Extract:
*** Block opens ***

When morning would come, another night over, they were always the worst. I do not remember days being bad, never wonderful, but not like nights. I used to pray for company, any, because he would be a little more guarded when we had people over. My dad was strange, as abusive as he was to my mother, our animals, other men, us girls was protected as far as anyone ever coming near us, protected from swearing, anything bad, yet, he was our worse abuser by abusing our mother, animals etc. go figure.
By the time I was in Kindergarten, he worked very little, usually because of his drunk driving tickets, in and out of jail. I remember me, my mother and sister getting up so early in the morning to go to the jail to pick him up from jail so he could go to work at the local sawmill. I was laying on the floor of he car with a blanket and throwing up from being a combination of car sick and hungry. Even though he worked, a little, his money all went to booze. I remember many mornings going to school with no breakfast. If we had any, it would be toast (no butter) with some of my moms coffee poured on it, or if we did happen to have butter, we would have bread, butter with sugar poured on it. Our toys were a couple Pabst Blue Ribbon beer cans that I would pretend was my hooves for my horses and would run around the yard pretending to be a horse. I really do not ever remember having a regular toy of any kind.
The "shack" was probably the worst house we lived in, size, condition and we seemed to be the poorest during that time. I also came down with pneumonia and rheumatic fever during the time we lived in that house. I remember laying on the couch, I had been sick for about 4 days, when my dad told me I should get up and get a little exersize, when I tried, I fell to the floor. I was taken to the hospital by a Aunt. I spend about a month in the hospital, with rarely seeing either parent. We had no car and with dad being gone and drunk most of the time, my mom had no way of coming to see me. Horrible feeling, day after day, night after night, never seeing a parent or relative as a sick little girl. I remember thinking, I hope Donna was okay without me there to sleep with her and keep her safe from the screams of the night.

*** Block closes ***

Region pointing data
*** Block opens ***

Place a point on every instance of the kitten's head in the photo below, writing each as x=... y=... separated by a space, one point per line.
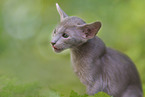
x=72 y=32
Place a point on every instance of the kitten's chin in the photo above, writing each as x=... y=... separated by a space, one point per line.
x=58 y=50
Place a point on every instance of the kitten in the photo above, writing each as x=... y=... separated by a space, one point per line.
x=98 y=67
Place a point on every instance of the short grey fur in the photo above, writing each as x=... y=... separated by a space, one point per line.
x=98 y=67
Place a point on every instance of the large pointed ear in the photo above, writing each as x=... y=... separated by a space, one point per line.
x=90 y=30
x=61 y=12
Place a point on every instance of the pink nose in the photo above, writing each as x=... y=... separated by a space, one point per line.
x=53 y=43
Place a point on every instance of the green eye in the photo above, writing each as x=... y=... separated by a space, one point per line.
x=65 y=35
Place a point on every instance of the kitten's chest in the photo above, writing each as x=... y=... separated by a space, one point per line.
x=82 y=68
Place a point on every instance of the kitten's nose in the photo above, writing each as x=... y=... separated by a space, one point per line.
x=53 y=43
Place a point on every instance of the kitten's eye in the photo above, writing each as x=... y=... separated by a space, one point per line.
x=65 y=35
x=54 y=31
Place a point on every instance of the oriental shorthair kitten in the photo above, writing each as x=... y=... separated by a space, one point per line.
x=98 y=67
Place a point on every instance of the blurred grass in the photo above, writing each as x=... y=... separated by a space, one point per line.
x=25 y=33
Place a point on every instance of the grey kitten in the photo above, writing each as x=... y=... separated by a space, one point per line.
x=98 y=67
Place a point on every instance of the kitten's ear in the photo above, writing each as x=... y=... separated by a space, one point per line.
x=90 y=30
x=61 y=12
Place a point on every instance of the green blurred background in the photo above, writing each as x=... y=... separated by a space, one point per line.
x=28 y=65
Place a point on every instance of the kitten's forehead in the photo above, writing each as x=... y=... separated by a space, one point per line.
x=71 y=21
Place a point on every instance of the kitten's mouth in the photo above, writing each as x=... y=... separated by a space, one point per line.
x=56 y=49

*** Block closes ***

Action item:
Print the complete childhood memoir from above, word for word.

Result for this task:
When morning would come, another night over, they were always the worst. I do not remember days being bad, never wonderful, but not like nights. I used to pray for company, any, because he would be a little more guarded when we had people over. My dad was strange, as abusive as he was to my mother, our animals, other men, us girls was protected as far as anyone ever coming near us, protected from swearing, anything bad, yet, he was our worse abuser by abusing our mother, animals etc. go figure.
By the time I was in Kindergarten, he worked very little, usually because of his drunk driving tickets, in and out of jail. I remember me, my mother and sister getting up so early in the morning to go to the jail to pick him up from jail so he could go to work at the local sawmill. I was laying on the floor of he car with a blanket and throwing up from being a combination of car sick and hungry. Even though he worked, a little, his money all went to booze. I remember many mornings going to school with no breakfast. If we had any, it would be toast (no butter) with some of my moms coffee poured on it, or if we did happen to have butter, we would have bread, butter with sugar poured on it. Our toys were a couple Pabst Blue Ribbon beer cans that I would pretend was my hooves for my horses and would run around the yard pretending to be a horse. I really do not ever remember having a regular toy of any kind.
The "shack" was probably the worst house we lived in, size, condition and we seemed to be the poorest during that time. I also came down with pneumonia and rheumatic fever during the time we lived in that house. I remember laying on the couch, I had been sick for about 4 days, when my dad told me I should get up and get a little exersize, when I tried, I fell to the floor. I was taken to the hospital by a Aunt. I spend about a month in the hospital, with rarely seeing either parent. We had no car and with dad being gone and drunk most of the time, my mom had no way of coming to see me. Horrible feeling, day after day, night after night, never seeing a parent or relative as a sick little girl. I remember thinking, I hope Donna was okay without me there to sleep with her and keep her safe from the screams of the night.